→ **WHAT TO PRODUCE**: Return the material word for word. Do not include pictures.

┌────────

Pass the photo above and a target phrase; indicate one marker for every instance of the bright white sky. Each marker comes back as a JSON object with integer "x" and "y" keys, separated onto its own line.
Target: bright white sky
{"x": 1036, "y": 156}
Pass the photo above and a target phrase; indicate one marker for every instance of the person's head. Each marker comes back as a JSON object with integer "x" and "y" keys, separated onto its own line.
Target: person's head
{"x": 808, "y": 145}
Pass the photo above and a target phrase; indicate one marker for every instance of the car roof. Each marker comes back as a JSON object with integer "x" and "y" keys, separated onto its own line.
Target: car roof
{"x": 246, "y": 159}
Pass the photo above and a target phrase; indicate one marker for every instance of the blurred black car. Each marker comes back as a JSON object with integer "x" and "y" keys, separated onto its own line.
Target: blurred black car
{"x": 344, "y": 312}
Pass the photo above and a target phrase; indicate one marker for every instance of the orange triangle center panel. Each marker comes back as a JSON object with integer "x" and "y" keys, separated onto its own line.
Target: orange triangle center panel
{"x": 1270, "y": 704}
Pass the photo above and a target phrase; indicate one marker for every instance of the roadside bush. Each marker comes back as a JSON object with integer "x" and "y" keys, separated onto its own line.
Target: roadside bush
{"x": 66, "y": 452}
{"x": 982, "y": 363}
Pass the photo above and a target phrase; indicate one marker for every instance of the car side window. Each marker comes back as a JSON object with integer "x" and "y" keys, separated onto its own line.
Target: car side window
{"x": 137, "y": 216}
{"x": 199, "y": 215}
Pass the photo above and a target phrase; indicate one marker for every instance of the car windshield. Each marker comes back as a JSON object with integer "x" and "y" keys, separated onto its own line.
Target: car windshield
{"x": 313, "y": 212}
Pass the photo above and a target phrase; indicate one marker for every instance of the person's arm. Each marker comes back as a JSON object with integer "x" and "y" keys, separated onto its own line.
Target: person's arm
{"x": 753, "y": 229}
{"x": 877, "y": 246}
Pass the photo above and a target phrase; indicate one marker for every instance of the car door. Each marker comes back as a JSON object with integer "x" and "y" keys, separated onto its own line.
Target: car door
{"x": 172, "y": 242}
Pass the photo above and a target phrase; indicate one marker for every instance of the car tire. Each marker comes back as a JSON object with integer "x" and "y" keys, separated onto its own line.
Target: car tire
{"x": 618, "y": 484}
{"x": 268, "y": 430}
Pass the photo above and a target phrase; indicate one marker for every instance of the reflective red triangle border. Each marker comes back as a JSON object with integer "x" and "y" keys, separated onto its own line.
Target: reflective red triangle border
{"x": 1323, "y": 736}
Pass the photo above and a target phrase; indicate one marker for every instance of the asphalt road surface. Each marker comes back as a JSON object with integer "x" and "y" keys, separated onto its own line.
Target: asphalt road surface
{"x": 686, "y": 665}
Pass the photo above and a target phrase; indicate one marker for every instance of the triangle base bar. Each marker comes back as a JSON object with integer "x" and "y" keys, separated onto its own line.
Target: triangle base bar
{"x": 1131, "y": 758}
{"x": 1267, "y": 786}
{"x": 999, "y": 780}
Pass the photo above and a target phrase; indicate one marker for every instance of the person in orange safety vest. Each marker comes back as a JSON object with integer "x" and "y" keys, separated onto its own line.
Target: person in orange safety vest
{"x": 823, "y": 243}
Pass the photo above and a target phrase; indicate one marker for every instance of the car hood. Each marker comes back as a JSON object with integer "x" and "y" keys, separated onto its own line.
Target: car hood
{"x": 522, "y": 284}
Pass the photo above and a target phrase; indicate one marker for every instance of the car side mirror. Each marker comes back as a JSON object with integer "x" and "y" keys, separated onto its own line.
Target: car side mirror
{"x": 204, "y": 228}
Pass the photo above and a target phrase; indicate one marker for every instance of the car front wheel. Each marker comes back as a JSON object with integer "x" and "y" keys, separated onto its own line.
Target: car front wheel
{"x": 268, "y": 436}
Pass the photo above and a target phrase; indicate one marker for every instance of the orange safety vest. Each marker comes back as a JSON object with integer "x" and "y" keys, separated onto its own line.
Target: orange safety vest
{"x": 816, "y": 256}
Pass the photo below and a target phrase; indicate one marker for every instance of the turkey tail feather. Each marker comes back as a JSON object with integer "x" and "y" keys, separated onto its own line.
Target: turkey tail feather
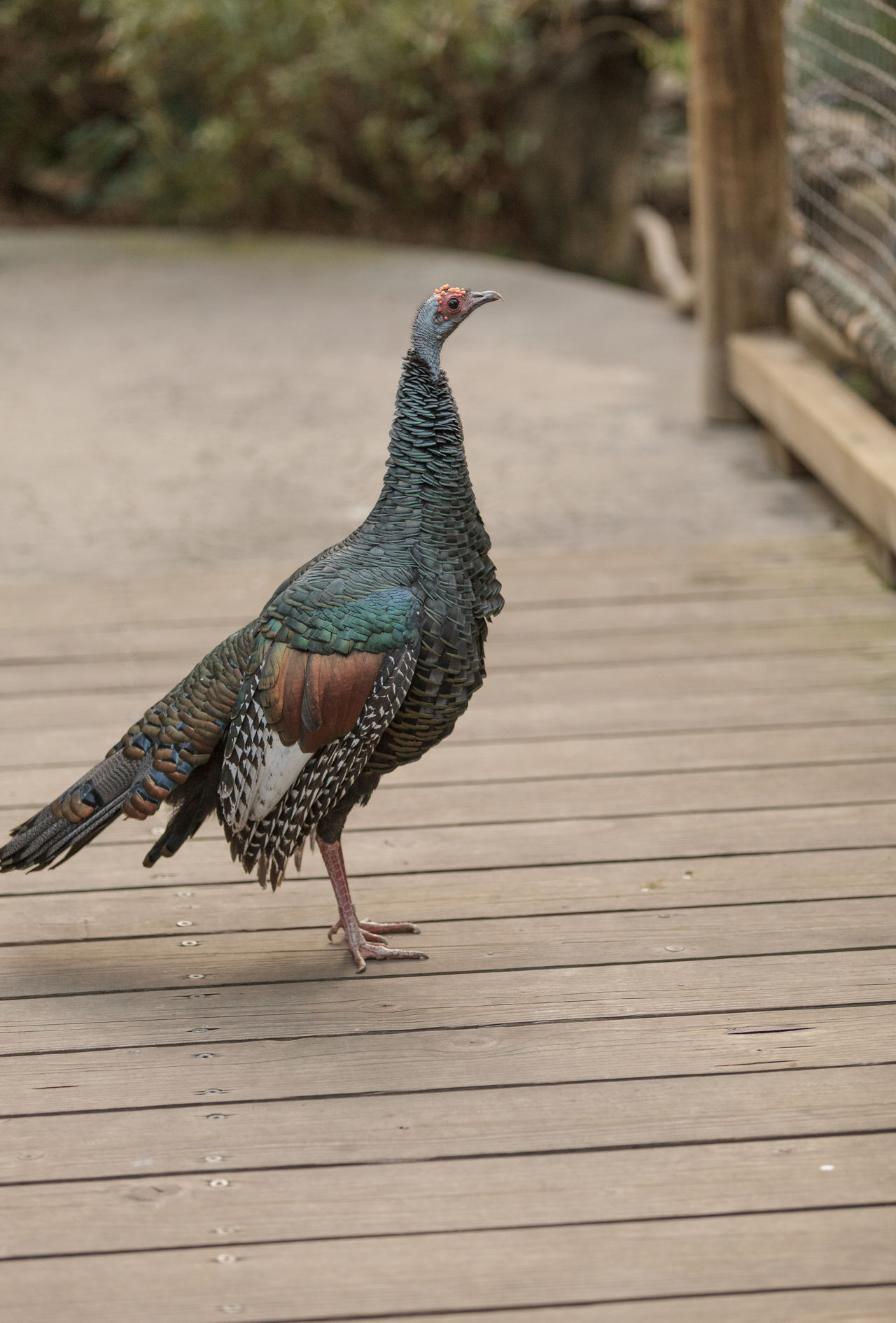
{"x": 80, "y": 814}
{"x": 192, "y": 805}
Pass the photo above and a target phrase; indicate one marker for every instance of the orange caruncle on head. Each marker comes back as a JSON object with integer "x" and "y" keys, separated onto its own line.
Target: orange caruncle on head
{"x": 450, "y": 300}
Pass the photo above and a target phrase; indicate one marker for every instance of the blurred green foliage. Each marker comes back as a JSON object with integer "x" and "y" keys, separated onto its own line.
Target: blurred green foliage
{"x": 392, "y": 118}
{"x": 265, "y": 111}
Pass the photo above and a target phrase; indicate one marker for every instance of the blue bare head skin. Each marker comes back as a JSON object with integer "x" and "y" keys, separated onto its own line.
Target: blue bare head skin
{"x": 442, "y": 314}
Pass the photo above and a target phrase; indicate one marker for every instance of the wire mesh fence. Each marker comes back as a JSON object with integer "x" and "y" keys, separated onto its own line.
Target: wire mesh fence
{"x": 842, "y": 110}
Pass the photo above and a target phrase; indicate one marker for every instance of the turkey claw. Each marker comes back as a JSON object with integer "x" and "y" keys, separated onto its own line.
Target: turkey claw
{"x": 365, "y": 951}
{"x": 371, "y": 944}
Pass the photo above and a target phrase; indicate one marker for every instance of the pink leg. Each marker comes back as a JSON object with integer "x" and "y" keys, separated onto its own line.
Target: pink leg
{"x": 364, "y": 937}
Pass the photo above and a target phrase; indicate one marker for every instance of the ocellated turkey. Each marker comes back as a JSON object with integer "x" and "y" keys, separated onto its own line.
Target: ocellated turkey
{"x": 359, "y": 663}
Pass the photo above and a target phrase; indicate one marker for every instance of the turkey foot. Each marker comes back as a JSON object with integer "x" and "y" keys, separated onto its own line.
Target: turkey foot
{"x": 364, "y": 937}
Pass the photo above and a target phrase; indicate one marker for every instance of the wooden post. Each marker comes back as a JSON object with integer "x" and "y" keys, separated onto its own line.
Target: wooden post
{"x": 738, "y": 179}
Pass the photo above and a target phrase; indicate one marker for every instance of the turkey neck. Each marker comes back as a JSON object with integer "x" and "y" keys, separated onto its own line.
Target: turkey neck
{"x": 426, "y": 503}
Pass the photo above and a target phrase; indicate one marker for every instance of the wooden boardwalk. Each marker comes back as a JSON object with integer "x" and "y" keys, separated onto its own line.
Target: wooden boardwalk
{"x": 648, "y": 1076}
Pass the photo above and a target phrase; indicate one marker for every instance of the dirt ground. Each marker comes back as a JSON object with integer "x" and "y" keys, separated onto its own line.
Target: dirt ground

└────────

→ **FINAL RESULT**:
Pass the photo above and a target phrase; indicate one marker for every instance of the bright white sky. Each marker comes back as a JSON object with integer "x" and "y" keys, separated onto its own line.
Target: bright white sky
{"x": 1036, "y": 156}
Pass the photo above and a target phrase; indicate one marker for every instance of the person's head. Each marker comes back as a JSON object with integer "x" and "y" keys, separated onto its own line.
Target: person's head
{"x": 808, "y": 145}
Pass the photo above and a target phrase; indicate one marker for every instance of the car roof. Each marker comes back as a JSON object with integer "x" and "y" keys, separated onto its own line.
Target: car roof
{"x": 246, "y": 159}
Pass the photo above and a target phrase; indicate one marker for every instance of the blurred black car. Each marker comes back as a JSON object with integer "x" and "y" keys, separated onto its own line.
Target: blurred black car
{"x": 344, "y": 312}
Pass the photo above and a target phrase; indicate one marker for every instance of the orange triangle center panel. Each marker comes back as a JSON object with integer "x" and "y" keys, separated onto its own line.
Target: orange triangle center panel
{"x": 1270, "y": 704}
Pass the photo above and a target phrase; indicate one marker for every instance of the roadside bush. Each marker comes back as a JSON object with integer "x" and "y" keys, separated onto its own line.
Target: roadside bush
{"x": 66, "y": 452}
{"x": 982, "y": 363}
Pass the photo above and a target phrase; indicate one marker for every instance of the car side window. Each marker comes back as a JSON object with integer "x" and "y" keys, separated onto its own line.
Target: car side window
{"x": 137, "y": 216}
{"x": 199, "y": 215}
Pass the photo above and a target phrase; indicate one marker for every instance of the car windshield. Each marker comes back as a JSON object with integer "x" and "y" keys, separated onto its own line.
Target: car windshield
{"x": 313, "y": 212}
Pass the photo above and a target phrase; indicate one marker for every instance of the person's arm. Each marker comes back as a JSON object with integer "x" and "y" keys, separated onto its own line.
Target: person's arm
{"x": 753, "y": 229}
{"x": 877, "y": 246}
Pass the photo above and a target phrase; indicate one marker for every instance of the car door. Each marker comes back as a JSON object with integer "x" and "y" keys, separated onto its own line.
Target: car door
{"x": 172, "y": 242}
Pass the photo above and a target phrase; indicate one marker for every instance of the car tire. Each marker comes back as a JSON object with integer "x" and "y" keys, separated onto its own line.
Target: car tire
{"x": 618, "y": 484}
{"x": 268, "y": 430}
Pass the photo above and a target phrase; indicate one marker for every instance of the reflective red triangle border. Each marker comes back as a JSON object with integer "x" and "y" keys, separated onto its own line.
Target: reflective red triangle border
{"x": 1323, "y": 736}
Pass the photo above and a target phrase; indicate one marker for every instance of the asphalt road surface. Each marker comes back as a JSON object with integer "x" and "y" keys, separated onto its own line.
Target: asphalt road surface
{"x": 686, "y": 665}
Pass the photo above and a target phrase; indicate one marker for every instance of the triangle base bar. Each marker comes back as a JSON object with integer "x" and "y" keys, separated onto its own line.
Target: triangle base bar
{"x": 1131, "y": 758}
{"x": 1267, "y": 786}
{"x": 999, "y": 780}
Pass the photo above and a target phrase; indicate one marker for every instance of the person in orange safety vest. Each marker comes back as a JSON object with integer "x" and "y" keys, separated onto its own line.
Target: person in orange safety vest
{"x": 823, "y": 243}
Pass the photo above and a target phrase; indicate one marker for every instance of the car hood. Each marker comes back as a JSON object with integer "x" and "y" keys, separated onto its own line.
Target: car hood
{"x": 522, "y": 284}
Pass the photo above and a target phrase; indicate one marker for every instance of the car side mirror. Each marker comes back as a JSON object with integer "x" and "y" keys, separated onto its own line.
Target: car side mirror
{"x": 204, "y": 228}
Pass the photo above and a target phrase; indicate one marker for every instance of the car front wheel. Each marker comes back as a JSON object with integer "x" and "y" keys, separated onto its own line.
Target: car front wheel
{"x": 268, "y": 436}
Pass the photo above and a target phrase; indicate one marker for every instance of the orange safety vest. Each marker comes back as a JSON object with integer "x" and "y" keys, separated onto its own line.
Target: orange safety vest
{"x": 816, "y": 256}
Pass the photo below and a target phrase; indicate one marker for every instance of the turkey tail feather. Each marker comes back as a JSON object with integer "x" and "y" keys, separated onto its own line.
Target: turkey tail feather
{"x": 80, "y": 814}
{"x": 192, "y": 805}
Pass the photo above and a target phrase; indicate one marker for every instance of the orange caruncle on head. Each marker comes back as a JSON object with integer "x" and "y" keys, separated onto its own line.
Target: orange caruncle on head
{"x": 450, "y": 300}
Pass the photo above and a target phrase; indicate one marker for every instance of the blurred green foliage. Each marker comes back as a JSON object with integer "x" and "y" keys, separated onto its own line.
Target: blurred green foliage
{"x": 392, "y": 118}
{"x": 265, "y": 111}
Pass the photo above and a target phrase; indicate one marker for every instance of the blue bare head skin. Each marker comes back as a JSON object with integer "x" and "y" keys, separated onto its own line.
Target: blue bare head skin
{"x": 442, "y": 314}
Pass the photo above and a target phrase; indicate one marker for every instance of the wire mesh fence. Each marker comes back as a JSON object with integer "x" and "y" keys, separated onto its own line.
Target: wire mesh fence
{"x": 842, "y": 110}
Pass the photo above and a target phrase; indicate one marker for every instance of the turkey claw. Each marker comes back as a JSON object with integer "x" and "y" keys, separated onto its own line.
Target: turkey claw
{"x": 365, "y": 951}
{"x": 371, "y": 944}
Pass the photo above and a target phrase; indicate one marker for every instance of the pink leg. Each marker comes back as a JSON object with integer "x" and "y" keys, separated onto its own line.
Target: pink leg
{"x": 364, "y": 937}
Pass the photo above and a target phrase; indicate one marker for every instance of the ocellated turkey. Each marker comes back as a JSON object with integer "x" and "y" keys, separated onto its own line.
Target: ocellated turkey
{"x": 359, "y": 663}
Pass the photo above and a target phrase; indicate one marker for every instance of the turkey foot. Each marker comes back as a JSON object with integer "x" and "y" keys, separated onto its own line.
Target: turkey foot
{"x": 364, "y": 937}
Pass the photo above and a target phrase; indicate one marker for every instance of the wooden post. Each marker comes back as a JSON object with integer "x" and "y" keys, separated onto its own line.
Target: wooden post
{"x": 738, "y": 179}
Pass the photo above and a target phrase; indicate one marker for every instance of the turkey neck. Each marker comes back as a JSON object with integer "x" and "y" keys, separated onto its own line.
Target: turkey neck
{"x": 426, "y": 503}
Pass the photo above and a target phrase; indicate one marker for every instance of the wooden boardwalk. Each marker comes back as a JSON object with integer "x" and "y" keys, separated onto its own line.
Target: wooden boardwalk
{"x": 648, "y": 1076}
Pass the photo above and a target phrase; indicate one marker for every instance of the dirt ground. Each marker comes back as a JSON object with integer "x" and "y" keys, separated onto its own line.
Target: dirt ground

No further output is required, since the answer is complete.